═══ Okuma metni ═══

Kaya KONAKKURAN |
Emekli Hava Pilot Tümgeneral |
|
Üs Komutanı Halit TOROSLU,
Harekât Komutanı Kur.Alb. Sermet
YÜZER. Her ikisi de F-104
uçağından intibak öğretmeni
olduğum iki Komutanım. Onların
iyi görüşleri ve takdirleri
diyelim; 1969 yılının F-104
birliklerinden en fazla uçuş
saati olarak o yıl Hava
Kuvvetleri Komutanı Org. Muhsin
BATUR’dan aldığım başarı ödülü
nedeniyle İtalya’ya planlanan
bir günlük NATO tatbikatına
gidecek 4 uçağa beni de 4 numara
olarak ilave etmişler. Gitmeden
önce Harekât Komutanı bizleri
topladı ve kısaca “Sizlere ödül
olarak tatbikat süresi olan bir
günden daha fazla
kalabileceğiniz şekilde
görevlendiriyorum. Ancak bu süre
bir haftayı geçmesin. Ayrıca
göreviniz sadece GROSETTO
olmasına rağmen İtalya’dan
birkaç meydan dolaşabilirsiniz,
iyi uçuşlar” diyerek bizleri
uğurladı. Sonradan öğrendik ki;
Harekât Komutanını bu büyük
inisiyatifi kullanmaya sevk eden
Bnb. GÖYNÜMER’in daha önceki
bazı temasları imiş. O yıl
Milano’da San Siro Stadında
Manchester United - Milan
Şampiyon Kulüpler Kupa Maçı var
ve tatbikatın bir gün sonrasına
denk geliyor. Bizim planımızda
oraya gidip maçı seyretmeye göre
ayarlanıyor. Zira GÖYNÜMER ve
DURMUŞLAR futbol hastası. |
Sabah erkenden 4 uçak kalktık,
rotamız ilk durağımız olacak
Napoli yakınındaki NATO Üs’sü.

═══

Alıştırma görevleri
1/ İtalya uçuşunu anlatan metne göre Milano'daki San Siro Stadı'nda hangi iki takım karşılaşacaktı?
2/ İtalya uçuşunu anlatan metni, gösterilen son cümleden sonra devam ettirerek yazın.

═══ Liste ═══

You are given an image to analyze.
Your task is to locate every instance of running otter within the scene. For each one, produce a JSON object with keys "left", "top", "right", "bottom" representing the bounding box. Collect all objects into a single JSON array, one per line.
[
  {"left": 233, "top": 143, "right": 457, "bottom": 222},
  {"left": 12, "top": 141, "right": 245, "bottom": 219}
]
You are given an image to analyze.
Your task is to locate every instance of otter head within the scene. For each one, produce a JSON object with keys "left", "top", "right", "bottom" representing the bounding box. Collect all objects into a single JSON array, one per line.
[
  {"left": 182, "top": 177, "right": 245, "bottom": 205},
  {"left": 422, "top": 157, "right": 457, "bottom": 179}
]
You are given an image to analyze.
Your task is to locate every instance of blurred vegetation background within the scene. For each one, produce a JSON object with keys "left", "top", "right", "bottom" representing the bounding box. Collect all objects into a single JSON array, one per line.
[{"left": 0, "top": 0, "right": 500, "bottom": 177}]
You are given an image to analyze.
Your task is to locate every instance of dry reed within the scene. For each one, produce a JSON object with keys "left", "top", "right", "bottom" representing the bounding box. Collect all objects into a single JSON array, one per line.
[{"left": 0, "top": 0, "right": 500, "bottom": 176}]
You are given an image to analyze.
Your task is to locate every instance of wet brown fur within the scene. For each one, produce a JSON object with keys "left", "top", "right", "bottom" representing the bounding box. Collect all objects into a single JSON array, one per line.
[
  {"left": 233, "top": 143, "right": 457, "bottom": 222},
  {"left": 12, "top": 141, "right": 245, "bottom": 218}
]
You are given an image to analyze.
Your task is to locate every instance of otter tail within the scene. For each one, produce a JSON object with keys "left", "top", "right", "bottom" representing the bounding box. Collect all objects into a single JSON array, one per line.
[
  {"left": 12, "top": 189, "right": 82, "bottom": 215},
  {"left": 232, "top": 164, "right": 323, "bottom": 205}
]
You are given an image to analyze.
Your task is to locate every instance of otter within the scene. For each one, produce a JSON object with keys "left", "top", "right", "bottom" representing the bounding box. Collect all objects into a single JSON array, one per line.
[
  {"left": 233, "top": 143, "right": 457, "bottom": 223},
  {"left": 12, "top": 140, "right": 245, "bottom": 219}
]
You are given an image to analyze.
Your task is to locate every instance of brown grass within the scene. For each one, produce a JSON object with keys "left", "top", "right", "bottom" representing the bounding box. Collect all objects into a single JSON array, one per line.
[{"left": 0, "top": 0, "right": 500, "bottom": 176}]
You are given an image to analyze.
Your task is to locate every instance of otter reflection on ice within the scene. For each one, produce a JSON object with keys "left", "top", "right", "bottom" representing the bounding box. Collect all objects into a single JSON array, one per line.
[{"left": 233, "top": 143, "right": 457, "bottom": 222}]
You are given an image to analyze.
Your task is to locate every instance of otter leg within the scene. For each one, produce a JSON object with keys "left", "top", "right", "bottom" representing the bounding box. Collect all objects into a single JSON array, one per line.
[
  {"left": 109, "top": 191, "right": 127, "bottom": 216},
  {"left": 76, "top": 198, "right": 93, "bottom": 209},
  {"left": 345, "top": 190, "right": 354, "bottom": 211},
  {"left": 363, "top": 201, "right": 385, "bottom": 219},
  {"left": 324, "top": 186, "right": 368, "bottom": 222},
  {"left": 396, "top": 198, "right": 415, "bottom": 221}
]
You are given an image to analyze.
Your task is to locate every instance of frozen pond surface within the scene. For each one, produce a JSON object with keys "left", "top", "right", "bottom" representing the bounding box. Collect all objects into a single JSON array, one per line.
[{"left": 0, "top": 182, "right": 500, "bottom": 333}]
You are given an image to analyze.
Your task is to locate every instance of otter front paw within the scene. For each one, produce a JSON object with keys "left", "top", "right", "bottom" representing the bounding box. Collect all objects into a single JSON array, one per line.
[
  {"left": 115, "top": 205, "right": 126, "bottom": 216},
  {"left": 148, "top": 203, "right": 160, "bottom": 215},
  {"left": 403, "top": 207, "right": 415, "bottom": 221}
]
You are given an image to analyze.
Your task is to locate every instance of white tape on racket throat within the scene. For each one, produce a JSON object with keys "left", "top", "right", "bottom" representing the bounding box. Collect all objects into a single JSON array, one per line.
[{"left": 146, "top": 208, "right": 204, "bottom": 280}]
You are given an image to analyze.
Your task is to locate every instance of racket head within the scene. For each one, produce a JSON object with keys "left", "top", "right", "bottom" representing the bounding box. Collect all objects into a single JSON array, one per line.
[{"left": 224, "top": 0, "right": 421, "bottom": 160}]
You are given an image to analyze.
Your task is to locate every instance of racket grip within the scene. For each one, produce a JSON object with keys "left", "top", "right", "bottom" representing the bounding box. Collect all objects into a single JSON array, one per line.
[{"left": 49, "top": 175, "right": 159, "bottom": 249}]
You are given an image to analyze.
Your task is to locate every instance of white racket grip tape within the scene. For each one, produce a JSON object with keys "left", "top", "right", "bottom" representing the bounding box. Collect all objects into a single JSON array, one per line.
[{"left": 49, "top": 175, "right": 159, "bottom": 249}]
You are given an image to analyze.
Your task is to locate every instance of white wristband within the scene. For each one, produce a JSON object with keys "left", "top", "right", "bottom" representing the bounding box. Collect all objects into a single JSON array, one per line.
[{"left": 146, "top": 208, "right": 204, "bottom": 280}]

═══

Alıştırma yanıtları
1/ Manchester United ile Milan.

2/
Hiçbir problemle karşılaşmadan
meydana indik, ancak inmeden
önce ilk baştan radarımın XMTR
lambası yandı. (Pals yayını yok
anlamına geliyor) ardından Scop
söndü, ancak pek aldırmadım, hem
radara pek fazla ihtiyaç
olmayacaktı ve hem de arızayı
yazarak düzelttirme imkanım
olacaktı. Arızayı yazdım ve
yetkili bakım ekibine tam
anlamıyla izah ettikten sonra
uçuş kıyafetlerimizi değiştirdik
ve Napoli’nin yolunu tuttuk. |
Napoli Karargahına ilk defa
gidiyordum, daha önce Kuzey
İtalya’da Villa Franka meydanına
1964 yılında F-84F uçakları ile
gelmiştim. Ama Güney İtalya’yı
görmemiştim. Karargaha
geldiğimizde bizleri birkaç
havacı subay karşıladı, onların
arasında çok yakından tanıdığım
Albay Şefik AKTUĞLU’da
bulunuyordu. |
Bize büyük yakınlık
gösterdiler ve şehri
gezdirmeden önce; ertesi
akşam NATO Subay Kulübü
Gazinosunda bir konser ve
eğlence olacağını
bildirdiler ve bizleri de
davet ettiler. |
Konser; bir yıl önce San Remo
şarkı yarışmasını kazanmış
meşhur Zingara şarkısının
solisti İva Zanicki tarafından
verilmekte idi ve bizler buna
son derece memnun olmamızın
yanında, bu büyük tesadüfe
şaşırdık kaldık. Şehir turundan
sonra bir ara Alb. Şefik AKTUĞLU
bizi evine götürdü, ikramlarda
bulundu, eşi beni Tğm.
rütbesinde tanıdığı için oğlum
diye hitap ediyordu. Çok kısa
zamanda kaynaştık, arkadaşlarım
bu ailenin yakın ilgisinden son
derece memnun kalmışlardı.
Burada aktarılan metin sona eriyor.